**Supplied passage:**

Although the dialogue format does not predetermine a specific outcome, the EU has urged a "comprehensive, legally binding" agreement between the parties.26 Two particularly thorny issues in any such agreement are the scope of Serbian recognition of Kosovo and the situation in northern Kosovo. It remains undetermined whether Serbia would fully recognize Kosovo or accept Kosovo's institutions and U.N. membership without formal recognition. It is also uncertain how northern Kosovo would be addressed in any final settlement. Prior to 2018 (see below), U.S. and EU officials rejected local (primarily Serbian) leaders' occasional hints at partition as a potential solution. The United States and the EU feared that transferring territory or changing borders along ethnic lines could set a dangerous precedent and destabilize the region. Alternatively, some consider the integration of the north through autonomy measures, such as the ASM, to be a potential compromise that could preserve Kosovo's territorial integrity while offering concessions to Kosovo Serbs. However, the ASM has faced resistance from some in Kosovo due to concerns that it could, if endowed with significant executive functions and formalized links to Serbia, undermine state integrity and the central government's authority.27

Since late 2015, there has been little progress in reaching new agreements or implementing existing ones. Further, a shift in focus absorbed some of the dialogue's energies: in 2018, Kosovo President Thaçi and Serbian President Aleksandar Vučić raised the prospect of redrawing borders as an approach to normalizing relations (sometimes described as a land swap, a partition, or a border adjustment). Analysts believe such a measure could entail transferring Serb-majority municipalities in northern Kosovo to Serbia, possibly in exchange for Albanian-majority areas of Serbia's Preševo Valley. To the surprise of some, Trump Administration officials broke with long-standing U.S. and EU opposition to redrawing borders/partition by signaling willingness to consider such a proposal if Kosovo and Serbia were to reach a mutually satisfactory agreement.28 However, some European allies, particularly Germany, remain opposed. Most Kosovo politicians and much of the population also oppose ceding territory.29

The dialogue has been suspended since late 2018, when Kosovo imposed tariffs on Serbian goods in retaliation for Serbia's campaign to block Kosovo's Interpol membership bid and its efforts to lobby countries to "de-recognize" Kosovo. Serbian leaders say they will not return to negotiations until the tariffs are lifted. U.S. and European officials have repeatedly urged Kosovo officials to rescind or suspend the tariffs and have called on Serbia to end its de-recognition campaign.

**Items from a data source:**
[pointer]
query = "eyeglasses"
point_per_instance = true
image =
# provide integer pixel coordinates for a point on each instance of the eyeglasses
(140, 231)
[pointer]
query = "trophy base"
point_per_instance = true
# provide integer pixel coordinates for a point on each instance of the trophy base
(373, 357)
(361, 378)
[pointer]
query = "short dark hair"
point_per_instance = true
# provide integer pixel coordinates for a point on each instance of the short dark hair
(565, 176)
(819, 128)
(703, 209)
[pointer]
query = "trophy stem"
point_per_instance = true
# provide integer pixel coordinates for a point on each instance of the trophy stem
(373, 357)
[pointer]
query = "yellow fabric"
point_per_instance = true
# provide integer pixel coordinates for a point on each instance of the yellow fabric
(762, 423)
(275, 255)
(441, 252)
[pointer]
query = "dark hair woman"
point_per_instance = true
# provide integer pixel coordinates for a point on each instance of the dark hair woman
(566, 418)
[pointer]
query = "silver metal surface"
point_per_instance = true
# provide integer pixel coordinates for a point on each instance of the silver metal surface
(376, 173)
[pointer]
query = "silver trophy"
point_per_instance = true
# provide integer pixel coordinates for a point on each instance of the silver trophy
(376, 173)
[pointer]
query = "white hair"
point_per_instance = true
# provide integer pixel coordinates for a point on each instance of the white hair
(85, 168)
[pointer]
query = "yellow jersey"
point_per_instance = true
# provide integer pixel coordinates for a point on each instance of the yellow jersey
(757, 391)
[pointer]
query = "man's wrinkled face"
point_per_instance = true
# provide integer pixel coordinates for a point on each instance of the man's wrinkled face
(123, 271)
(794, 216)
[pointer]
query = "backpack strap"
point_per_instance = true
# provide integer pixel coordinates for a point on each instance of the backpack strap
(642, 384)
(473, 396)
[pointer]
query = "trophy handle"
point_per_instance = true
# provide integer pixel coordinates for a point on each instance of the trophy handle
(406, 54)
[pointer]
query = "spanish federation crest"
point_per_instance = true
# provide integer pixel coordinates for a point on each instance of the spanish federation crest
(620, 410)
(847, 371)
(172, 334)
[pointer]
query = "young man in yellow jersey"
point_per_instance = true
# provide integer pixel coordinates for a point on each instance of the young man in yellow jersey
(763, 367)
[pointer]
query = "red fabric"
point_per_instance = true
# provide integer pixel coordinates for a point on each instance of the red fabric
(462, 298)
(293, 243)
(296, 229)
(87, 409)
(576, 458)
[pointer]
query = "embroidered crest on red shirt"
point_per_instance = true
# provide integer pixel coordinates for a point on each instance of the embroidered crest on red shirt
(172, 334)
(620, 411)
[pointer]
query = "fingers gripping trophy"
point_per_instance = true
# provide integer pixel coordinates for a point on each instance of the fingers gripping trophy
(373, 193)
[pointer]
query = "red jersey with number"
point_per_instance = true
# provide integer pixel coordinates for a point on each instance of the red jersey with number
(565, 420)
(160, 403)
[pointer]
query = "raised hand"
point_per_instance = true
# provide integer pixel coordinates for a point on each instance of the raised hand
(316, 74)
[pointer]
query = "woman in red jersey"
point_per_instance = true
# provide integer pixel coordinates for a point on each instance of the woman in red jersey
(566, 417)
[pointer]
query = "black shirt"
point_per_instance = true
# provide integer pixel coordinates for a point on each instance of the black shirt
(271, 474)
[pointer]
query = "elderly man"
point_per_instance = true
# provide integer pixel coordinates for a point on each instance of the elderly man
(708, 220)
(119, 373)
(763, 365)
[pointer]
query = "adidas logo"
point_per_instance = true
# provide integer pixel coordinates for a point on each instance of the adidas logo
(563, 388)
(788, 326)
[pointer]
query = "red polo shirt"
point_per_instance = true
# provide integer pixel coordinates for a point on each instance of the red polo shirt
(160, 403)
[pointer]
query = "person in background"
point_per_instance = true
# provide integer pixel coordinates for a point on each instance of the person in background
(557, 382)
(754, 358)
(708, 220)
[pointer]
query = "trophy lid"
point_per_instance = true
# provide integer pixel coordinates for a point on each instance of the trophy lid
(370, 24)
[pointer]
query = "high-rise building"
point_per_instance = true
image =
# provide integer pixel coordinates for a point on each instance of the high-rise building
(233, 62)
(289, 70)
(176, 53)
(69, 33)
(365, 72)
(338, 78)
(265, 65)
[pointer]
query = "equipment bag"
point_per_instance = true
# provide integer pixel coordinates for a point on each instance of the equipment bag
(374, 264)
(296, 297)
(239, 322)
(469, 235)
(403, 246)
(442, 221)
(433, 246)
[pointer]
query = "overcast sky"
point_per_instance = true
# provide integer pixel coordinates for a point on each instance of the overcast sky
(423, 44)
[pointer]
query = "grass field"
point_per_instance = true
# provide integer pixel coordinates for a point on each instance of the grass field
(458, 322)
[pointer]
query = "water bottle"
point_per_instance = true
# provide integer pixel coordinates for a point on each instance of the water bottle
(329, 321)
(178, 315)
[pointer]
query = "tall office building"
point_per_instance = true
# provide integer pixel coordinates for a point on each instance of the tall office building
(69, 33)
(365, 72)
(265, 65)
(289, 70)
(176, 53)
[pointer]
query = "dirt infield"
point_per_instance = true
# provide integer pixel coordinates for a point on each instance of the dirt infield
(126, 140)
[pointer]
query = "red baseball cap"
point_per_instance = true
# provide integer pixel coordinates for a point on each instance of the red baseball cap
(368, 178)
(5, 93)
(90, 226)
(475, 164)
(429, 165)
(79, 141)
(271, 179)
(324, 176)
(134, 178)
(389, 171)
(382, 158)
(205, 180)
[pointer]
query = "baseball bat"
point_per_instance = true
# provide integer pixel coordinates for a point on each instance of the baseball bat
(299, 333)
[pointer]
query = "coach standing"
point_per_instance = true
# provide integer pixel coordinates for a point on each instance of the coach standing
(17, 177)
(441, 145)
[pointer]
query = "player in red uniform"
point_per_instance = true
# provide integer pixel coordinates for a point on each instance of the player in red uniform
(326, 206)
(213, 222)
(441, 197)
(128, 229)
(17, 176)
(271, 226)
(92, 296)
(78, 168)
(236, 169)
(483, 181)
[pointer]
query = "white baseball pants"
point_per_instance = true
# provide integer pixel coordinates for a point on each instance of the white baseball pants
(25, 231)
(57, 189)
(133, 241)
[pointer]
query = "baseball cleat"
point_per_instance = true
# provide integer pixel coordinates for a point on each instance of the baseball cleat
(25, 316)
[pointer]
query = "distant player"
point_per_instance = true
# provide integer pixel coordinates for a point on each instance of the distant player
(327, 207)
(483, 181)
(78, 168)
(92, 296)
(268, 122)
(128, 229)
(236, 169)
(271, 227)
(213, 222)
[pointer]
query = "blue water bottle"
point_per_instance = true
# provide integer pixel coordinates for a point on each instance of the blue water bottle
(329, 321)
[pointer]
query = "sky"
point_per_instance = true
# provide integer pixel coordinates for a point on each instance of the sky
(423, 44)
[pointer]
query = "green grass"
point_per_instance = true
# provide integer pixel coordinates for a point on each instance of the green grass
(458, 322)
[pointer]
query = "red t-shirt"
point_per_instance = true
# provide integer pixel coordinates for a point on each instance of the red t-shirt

**Goal:**
Please carry the passage on the Kosovo–Serbia dialogue further, picking up after its last sentence.

**Output for this task:**
If the dialogue resumes, several issues could affect talks going forward. Kosovo's current political crisis has contributed to a further delay in resuming talks, with the political contours of the next government uncertain. Vetëvendosje has been critical of the dialogue and protested some of its agreements, including the ASM. Kurti's early postelection interviews in 2019 indicate a potentially different stance on negotiations with Serbia; he hinted at raising the issue of wartime reparations, rejected the notion of a quick deal, and stated his intention to review existing agreements. Kurti also said he would assume leadership of the dialogue from President Thaçi, who has largely led Kosovo's participation to date.30

Separately, some observers caution that growing uncertainty over the Western Balkan countries' EU membership prospects could alter the incentive structure weaving together the dialogue and the accession process. These concerns resurfaced in October 2019, when France effectively blocked the launch of membership talks with North Macedonia, even after the country had concluded a difficult agreement with Greece (and agreed to change its name in the process) based on the assumption that doing so would unlock the accession process. Some expressed concern that the setback could undermine the EU's credibility in the Kosovo-Serbia dialogue.31 Observers are also watching the effects of EU leadership changes on future prospects for the dialogue.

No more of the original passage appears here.